MATERIAL SUPPLIED
** START **
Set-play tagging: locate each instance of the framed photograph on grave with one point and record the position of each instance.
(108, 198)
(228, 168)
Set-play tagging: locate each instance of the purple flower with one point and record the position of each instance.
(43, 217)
** END **
** START **
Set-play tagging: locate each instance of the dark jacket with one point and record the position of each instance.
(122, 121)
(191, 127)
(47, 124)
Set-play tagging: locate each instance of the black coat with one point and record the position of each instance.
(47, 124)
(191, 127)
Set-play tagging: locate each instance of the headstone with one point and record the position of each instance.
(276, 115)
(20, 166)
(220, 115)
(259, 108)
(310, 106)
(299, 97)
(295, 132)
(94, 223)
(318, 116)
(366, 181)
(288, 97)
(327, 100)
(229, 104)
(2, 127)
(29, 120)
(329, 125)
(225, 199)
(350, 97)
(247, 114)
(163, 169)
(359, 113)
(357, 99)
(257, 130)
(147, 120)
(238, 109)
** END **
** START **
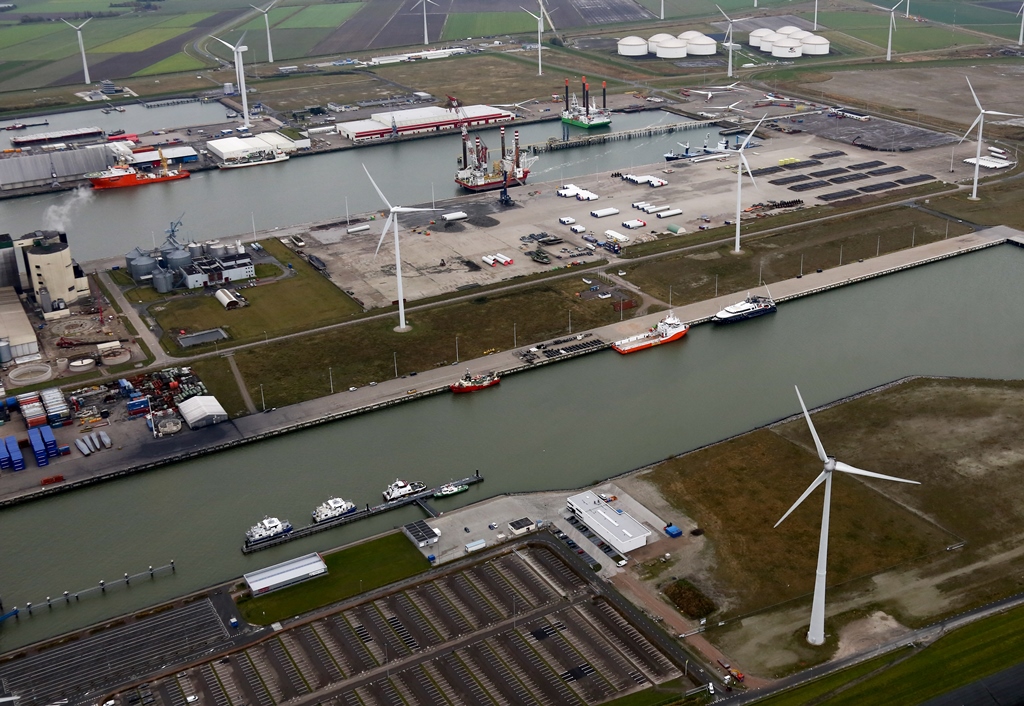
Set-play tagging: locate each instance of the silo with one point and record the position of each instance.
** END **
PROBLEM STATEMENT
Count the rows above in which the word "record" appears, and reply with that number alone.

WRITTEN RESPONSE
6